--- START Excerpted passage ---

The building that houses South Dakota government should be constructed of stone from South Dakota.

So believed some South Dakota residents.

The commission overseeing the construction of South Dakota’s Capitol had set up a low-bid process that gave no advantage to in-state bidders or materials. On the day bids were scheduled to be opened in 1906, the South Dakota Supreme Court halted proceedings. A complaint had been received from Sioux Falls Board of Trade, acting in support of local quartzite quarries.

The state Supreme Court did rule in favor of the commission. The commission decided, though, that new legislation was needed to prevent future incidents. The 1907 Legislature passed a bill providing that all materials to be used in the construction of the capitol “shall be procured in the state of South Dakota … at a cost not exceeding 5 per cent more than the lowest amount for which material equally good could be procured elsewhere.”

--- END Excerpted passage ---
--- START Source data ---

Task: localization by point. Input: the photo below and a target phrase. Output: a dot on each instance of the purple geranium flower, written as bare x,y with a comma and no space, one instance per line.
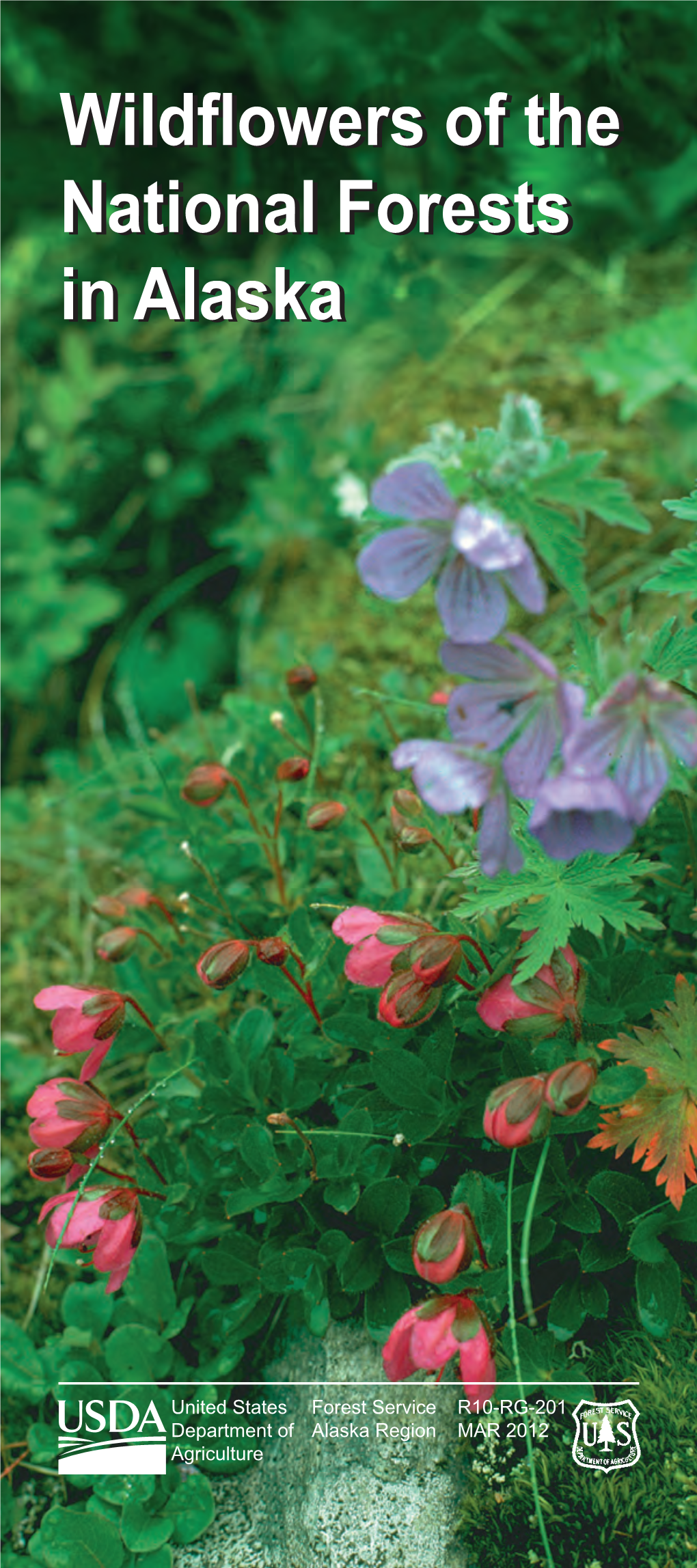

--- END Source data ---

* **Brief**
Pick up the text about building South Dakota's Capitol after its last sentence and carry it forward. The material has no connection to the text about the stone for South Dakota's Capitol.

* **Task output**
General contractor O.H. Olsen was unable to procure the Sioux quartzite stone from East Sioux Falls that he had planned to use for the exterior of the first floor. The base of the Capitol is Ortonville granite from Minnesota. The first-floor exterior walls are of Marquette Raindrop sandstone from Michigan, and the second-and third-floor exterior walls and the lower rotunda are of Bedford limestone from Indiana.

The only South Dakota stone used in the capitol would be the field boulders used in the foundation.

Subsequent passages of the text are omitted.